● TASK DIRECTIONS
Write out all the entries below without any change.

● MATERIAL TO PROCESS

•••••

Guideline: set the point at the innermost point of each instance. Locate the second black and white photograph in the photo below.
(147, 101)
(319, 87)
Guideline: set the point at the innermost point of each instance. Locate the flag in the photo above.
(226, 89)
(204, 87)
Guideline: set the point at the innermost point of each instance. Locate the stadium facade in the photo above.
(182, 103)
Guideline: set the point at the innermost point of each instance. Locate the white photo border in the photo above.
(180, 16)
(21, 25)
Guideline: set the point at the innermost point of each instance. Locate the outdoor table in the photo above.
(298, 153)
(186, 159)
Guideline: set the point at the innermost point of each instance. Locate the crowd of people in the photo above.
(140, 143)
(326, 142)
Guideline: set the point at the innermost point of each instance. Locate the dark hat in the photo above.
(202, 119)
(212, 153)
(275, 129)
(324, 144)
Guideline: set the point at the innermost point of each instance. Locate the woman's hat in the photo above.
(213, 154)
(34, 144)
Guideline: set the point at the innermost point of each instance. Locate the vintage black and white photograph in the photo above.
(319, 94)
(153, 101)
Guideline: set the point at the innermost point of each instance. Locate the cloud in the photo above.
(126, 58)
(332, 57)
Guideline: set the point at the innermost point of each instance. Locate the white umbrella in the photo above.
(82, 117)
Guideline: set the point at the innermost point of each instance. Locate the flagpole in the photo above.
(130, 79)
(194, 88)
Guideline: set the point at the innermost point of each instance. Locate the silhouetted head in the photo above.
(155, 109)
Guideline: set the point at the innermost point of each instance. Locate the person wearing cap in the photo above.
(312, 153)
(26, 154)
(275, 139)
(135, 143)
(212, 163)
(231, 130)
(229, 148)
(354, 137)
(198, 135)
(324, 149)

•••••

● WRITTEN REPLY
Guideline: set the point at the innermost point of each instance. Locate the second black and white photograph in the photo below.
(147, 101)
(319, 87)
Guideline: set the point at the innermost point of each instance. Locate the flag in the photo above.
(226, 89)
(204, 87)
Guideline: set the point at the innermost point of each instance. Locate the stadium facade in the photo above.
(182, 103)
Guideline: set the point at the innermost point of each instance. Locate the white photo border in the photo above.
(180, 16)
(21, 25)
Guideline: set the point at the innermost point of each instance. Locate the outdoor table in the photo above.
(298, 153)
(186, 159)
Guideline: set the point at the innermost point of each instance. Locate the crowd of people in the photo above.
(140, 143)
(326, 142)
Guideline: set the point at the innermost point of each instance. Locate the dark hat in the photo above.
(202, 119)
(212, 153)
(275, 129)
(324, 144)
Guideline: set the point at the innermost point of each instance. Locate the woman's hat in the photo above.
(213, 154)
(34, 144)
Guideline: set the point at the innermost point of each instance. Locate the vintage black and white photograph in the photo above.
(319, 94)
(153, 101)
Guideline: set the point at the innermost point of each instance. Locate the cloud in the photo above.
(126, 58)
(332, 57)
Guideline: set the point at the innermost point of each instance. Locate the white umbrella in the photo above.
(82, 117)
Guideline: set the point at the innermost point of each instance. Locate the flagpole in the photo above.
(130, 79)
(194, 88)
Guideline: set the point at the innermost point of each instance. Locate the silhouetted head in the photo above.
(155, 109)
Guideline: set the point at the innermost point of each instance. Locate the person wearing cap in the photo above.
(312, 153)
(26, 154)
(275, 139)
(135, 143)
(212, 163)
(231, 130)
(229, 148)
(354, 137)
(198, 135)
(324, 149)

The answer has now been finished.